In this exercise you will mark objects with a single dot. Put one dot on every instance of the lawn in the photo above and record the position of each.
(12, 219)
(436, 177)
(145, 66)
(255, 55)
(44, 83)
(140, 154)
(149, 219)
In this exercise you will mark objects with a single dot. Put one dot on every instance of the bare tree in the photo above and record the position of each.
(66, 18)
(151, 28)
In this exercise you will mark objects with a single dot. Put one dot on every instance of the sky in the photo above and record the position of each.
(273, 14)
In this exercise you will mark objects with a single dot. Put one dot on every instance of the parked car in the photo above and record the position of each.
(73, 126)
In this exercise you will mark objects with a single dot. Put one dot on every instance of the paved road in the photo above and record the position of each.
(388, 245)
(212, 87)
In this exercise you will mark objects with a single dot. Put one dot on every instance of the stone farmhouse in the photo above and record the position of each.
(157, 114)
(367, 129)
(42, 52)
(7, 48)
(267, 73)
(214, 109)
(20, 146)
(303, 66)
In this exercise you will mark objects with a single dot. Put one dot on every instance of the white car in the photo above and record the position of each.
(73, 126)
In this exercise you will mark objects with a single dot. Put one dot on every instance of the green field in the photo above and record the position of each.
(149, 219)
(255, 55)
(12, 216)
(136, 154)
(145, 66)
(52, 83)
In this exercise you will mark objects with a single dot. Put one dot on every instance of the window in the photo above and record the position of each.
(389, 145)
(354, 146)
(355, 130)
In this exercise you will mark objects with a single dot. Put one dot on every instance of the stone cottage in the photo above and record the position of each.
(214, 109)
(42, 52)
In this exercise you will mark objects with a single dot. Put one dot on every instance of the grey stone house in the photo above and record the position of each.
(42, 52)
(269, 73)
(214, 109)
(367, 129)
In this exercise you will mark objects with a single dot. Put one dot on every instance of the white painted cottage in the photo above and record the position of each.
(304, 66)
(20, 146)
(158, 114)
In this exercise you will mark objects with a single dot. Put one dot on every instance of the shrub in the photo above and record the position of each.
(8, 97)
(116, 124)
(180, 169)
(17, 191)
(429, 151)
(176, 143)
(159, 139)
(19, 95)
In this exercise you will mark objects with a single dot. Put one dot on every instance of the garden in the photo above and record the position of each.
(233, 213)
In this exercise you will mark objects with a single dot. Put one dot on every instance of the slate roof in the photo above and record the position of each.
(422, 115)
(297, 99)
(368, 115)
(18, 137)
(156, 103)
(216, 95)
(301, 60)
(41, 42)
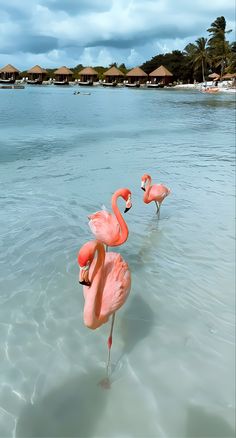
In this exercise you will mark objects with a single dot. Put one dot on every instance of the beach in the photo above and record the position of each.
(61, 158)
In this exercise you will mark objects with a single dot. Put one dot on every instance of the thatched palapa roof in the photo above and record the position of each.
(9, 69)
(214, 76)
(63, 71)
(229, 76)
(37, 70)
(161, 72)
(137, 71)
(113, 71)
(88, 71)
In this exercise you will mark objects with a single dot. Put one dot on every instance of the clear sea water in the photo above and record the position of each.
(61, 158)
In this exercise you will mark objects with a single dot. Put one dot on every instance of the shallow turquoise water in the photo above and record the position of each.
(61, 158)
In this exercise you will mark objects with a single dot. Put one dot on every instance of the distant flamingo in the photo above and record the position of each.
(156, 192)
(111, 229)
(107, 281)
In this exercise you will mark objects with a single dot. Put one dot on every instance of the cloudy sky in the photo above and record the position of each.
(98, 32)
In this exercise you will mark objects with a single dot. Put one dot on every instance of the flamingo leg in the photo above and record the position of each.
(109, 344)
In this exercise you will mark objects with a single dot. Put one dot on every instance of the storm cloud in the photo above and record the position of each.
(95, 32)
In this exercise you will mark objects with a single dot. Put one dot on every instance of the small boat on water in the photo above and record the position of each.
(211, 90)
(7, 81)
(109, 84)
(34, 82)
(85, 83)
(155, 85)
(12, 87)
(61, 83)
(134, 85)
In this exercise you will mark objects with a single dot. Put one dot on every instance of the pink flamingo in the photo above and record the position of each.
(107, 281)
(111, 229)
(156, 192)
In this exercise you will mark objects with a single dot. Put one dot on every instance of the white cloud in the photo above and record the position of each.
(94, 32)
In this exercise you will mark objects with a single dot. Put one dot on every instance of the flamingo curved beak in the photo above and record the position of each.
(84, 276)
(127, 209)
(128, 204)
(143, 186)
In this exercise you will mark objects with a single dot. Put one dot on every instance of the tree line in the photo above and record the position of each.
(199, 59)
(194, 63)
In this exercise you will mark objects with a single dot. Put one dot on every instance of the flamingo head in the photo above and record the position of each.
(85, 258)
(144, 180)
(126, 195)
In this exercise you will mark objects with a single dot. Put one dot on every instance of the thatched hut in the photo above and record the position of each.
(228, 76)
(113, 75)
(161, 76)
(36, 75)
(89, 75)
(9, 73)
(136, 75)
(62, 76)
(214, 76)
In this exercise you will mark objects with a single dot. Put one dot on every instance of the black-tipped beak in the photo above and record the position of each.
(127, 209)
(85, 283)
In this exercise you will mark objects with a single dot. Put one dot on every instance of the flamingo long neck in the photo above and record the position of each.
(147, 189)
(124, 232)
(94, 295)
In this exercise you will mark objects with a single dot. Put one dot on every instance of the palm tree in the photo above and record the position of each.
(197, 55)
(219, 47)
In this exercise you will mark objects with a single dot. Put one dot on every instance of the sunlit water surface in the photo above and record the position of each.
(62, 156)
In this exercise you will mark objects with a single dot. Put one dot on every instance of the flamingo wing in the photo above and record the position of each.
(105, 227)
(117, 283)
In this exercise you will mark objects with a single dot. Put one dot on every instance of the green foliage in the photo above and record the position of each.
(219, 48)
(175, 62)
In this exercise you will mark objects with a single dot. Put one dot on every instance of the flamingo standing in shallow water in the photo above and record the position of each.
(106, 279)
(155, 192)
(111, 229)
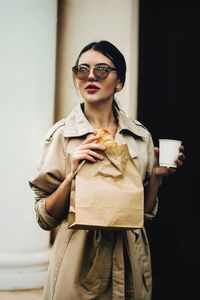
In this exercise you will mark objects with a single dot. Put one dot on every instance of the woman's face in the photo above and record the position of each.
(91, 89)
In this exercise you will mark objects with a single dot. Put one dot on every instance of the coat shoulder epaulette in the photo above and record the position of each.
(54, 129)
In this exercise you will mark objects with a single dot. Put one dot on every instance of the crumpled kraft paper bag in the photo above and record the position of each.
(107, 194)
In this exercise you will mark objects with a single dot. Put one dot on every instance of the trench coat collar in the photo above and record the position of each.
(76, 124)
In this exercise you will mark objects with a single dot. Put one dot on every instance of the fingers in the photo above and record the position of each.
(87, 154)
(90, 140)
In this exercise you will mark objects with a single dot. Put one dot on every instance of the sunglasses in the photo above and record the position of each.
(100, 72)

● ● ● ● ● ● ●

ASSIGNMENT
Now transcribe all the entries above exactly, so that no picture is carried over.

YOUR RESPONSE
In this exercise you will mark objects with a single dot. Put one dot on every instance of the lawn in the photo above and record the position of each.
(12, 219)
(436, 177)
(145, 66)
(255, 55)
(44, 83)
(140, 154)
(149, 219)
In this exercise you will mark objects with a single dot. Put one dot on every instance of the bare tree in the photo above and record the position of each.
(66, 18)
(151, 28)
In this exercise you will mark objects with a single dot. Put one dot on every instance of the sky in the photo above and record the position of each.
(273, 14)
In this exercise you will mark objects with a single dot. Put one dot on every instance of the parked car in the photo above and record the position of each.
(73, 126)
In this exercise you will mark objects with a single dot. Put one dot on every instance of the paved road in the photo above and record the position of each.
(388, 245)
(212, 87)
In this exercise you will mark objects with a single dot. Put one dot on every instance of the stone farmhouse in the photo above and record the position of each.
(157, 114)
(367, 129)
(42, 52)
(7, 48)
(267, 73)
(214, 109)
(20, 146)
(303, 66)
In this exercise you will mark objects with a single dot. Put one dot on every instance of the white car in the photo above and record the position of each.
(73, 126)
In this exercise you will mark objects with a single dot. Put one dot on every instance of the green field in the photo above and record the position of each.
(149, 219)
(255, 55)
(12, 216)
(136, 154)
(145, 66)
(52, 83)
In this exercise you will mark objects with a single dot. Put one dot on every instance of the window in the photo above and record the position of each.
(389, 145)
(354, 146)
(355, 130)
In this exercise you will mark objects with a single dot. Put one dot on every instance of the stone cottage in the photo above and record the position of each.
(214, 109)
(42, 52)
In this exercise you will mark objects with a single dot. Put one dot on every instance of the grey stone house in the photo above and record the position of each.
(42, 52)
(269, 73)
(214, 109)
(367, 129)
In this exercise you will mark objects with a single dot. Put one dot on every instance of the white painted cottage in the photo above and record the position of each.
(304, 66)
(20, 146)
(158, 114)
In this exercise you will mark objects with a single dot. Put one dot on every instance of the shrub in the photo above and record the position of each.
(8, 97)
(116, 124)
(180, 169)
(17, 191)
(429, 151)
(176, 143)
(159, 139)
(19, 95)
In this exercise you will mark objects with a single dot. Put one dot on every instance of the garden in the photo above and record the position of each.
(233, 213)
In this exercise you will mark objects with a single dot. Put one dot on every instance of the slate roof in the photo above and record the position of each.
(422, 115)
(297, 99)
(368, 115)
(18, 137)
(156, 103)
(216, 95)
(301, 60)
(41, 42)
In this exercise you will mark objects with a single dot. Put one dot on every instance of the beach in the photo above and record the position of each.
(61, 158)
In this exercise you will mark objects with a single dot. Put one dot on every instance of the thatched palapa roof in the photo above and record the position of each.
(9, 69)
(214, 76)
(63, 71)
(229, 76)
(37, 70)
(161, 72)
(137, 71)
(113, 71)
(88, 71)
In this exercise you will mark objects with a single dot. Put one dot on every instance of the clear sea water in the photo above and record the position of each.
(61, 158)
In this exercise you will mark objects with a single dot. Put one dot on every instance of the shallow turquoise water in the photo above and record the position of each.
(61, 158)
In this exercise you will mark objects with a single dot. Put one dot on every instance of the distant flamingo in the photo above and record the position of each.
(156, 192)
(111, 229)
(107, 281)
In this exercise you will mark objects with a single dot. Put one dot on every instance of the cloudy sky in the photo above and record the position of each.
(98, 32)
In this exercise you will mark objects with a single dot. Put one dot on every instance of the flamingo leg in the photo above and record the position of each.
(109, 344)
In this exercise you will mark objects with a single dot. Put one dot on every instance of the storm cloud in the photo above and record the position of each.
(95, 32)
In this exercise you will mark objects with a single dot. Put one dot on every instance of the small boat on water in the photo above and record the position of each.
(211, 90)
(7, 81)
(109, 84)
(34, 82)
(85, 83)
(155, 85)
(12, 87)
(61, 83)
(134, 85)
In this exercise you will mark objects with a single dot. Put one dot on every instance of the pink flamingo in the photo above and record the position of each.
(107, 281)
(111, 229)
(156, 192)
In this exercise you will mark objects with a single dot. Put one dot on every instance of the white cloud in the photo above and record the position of each.
(94, 32)
In this exercise you will mark objects with a single dot. Put one dot on every instance of the flamingo curved beak in the photo above and record the position of each.
(84, 276)
(127, 209)
(128, 204)
(143, 186)
In this exercise you will mark objects with a single dot. Put one dot on every instance of the tree line in the photo above and record the position of each.
(199, 59)
(194, 63)
In this exercise you will mark objects with a single dot. Put one dot on every instance of the flamingo head in the photo above and record the position of each.
(85, 258)
(144, 180)
(126, 195)
In this exercise you will mark objects with a single dot. Put one dot on every instance of the thatched hut in the photo above and record the position of each.
(228, 76)
(113, 75)
(161, 76)
(36, 75)
(89, 75)
(9, 73)
(136, 75)
(62, 76)
(214, 76)
In this exercise you will mark objects with a single dot. Put one dot on every instance of the black-tipped beak in the photo above and record the position of each.
(127, 209)
(85, 283)
In this exercise you will mark objects with a single dot. Put one dot on every instance of the flamingo long neck in the photo above and record the position of each.
(147, 189)
(124, 232)
(94, 295)
In this exercise you will mark objects with a single dot. Put one dot on every instance of the palm tree in the photo above and record the position of each.
(197, 55)
(219, 47)
In this exercise you will mark objects with a single dot. Put one dot on every instance of the sunlit water surface in the photo above and record the position of each.
(62, 156)
In this exercise you will mark objects with a single dot. Put one dot on every instance of the flamingo wing in the photo above and record the position of each.
(105, 227)
(117, 283)
In this exercise you will mark objects with a single dot. Put one dot on every instance of the green foliage in the photo above and record the position of each.
(219, 48)
(175, 62)
In this exercise you will mark objects with a single dot. Put one dot on every instance of the flamingo standing in shallow water in the photo above and record the position of each.
(106, 279)
(155, 192)
(111, 229)
In this exercise you will mark objects with a single dot. Put one dot on every instance of the woman's face in the photo above and record the position of each.
(91, 89)
In this exercise you will mark objects with a single dot. Put one dot on every instance of the coat shoulder epaulette in the photo above and record the position of each.
(54, 129)
In this exercise you will mark objects with a single dot. Put one dot on every instance of the crumpled kraft paper bag in the photo above and record the position of each.
(107, 194)
In this exercise you will mark objects with a single dot. Put one dot on every instance of the trench coat collar in the photo above and record the position of each.
(76, 124)
In this exercise you will mark objects with a single dot. Put one dot on every instance of the fingers in the photo above and record the position of each.
(87, 154)
(90, 140)
In this exercise you will mark objects with a single dot. Put one dot on every instance of the sunglasses in the photo above and record the position of each.
(100, 72)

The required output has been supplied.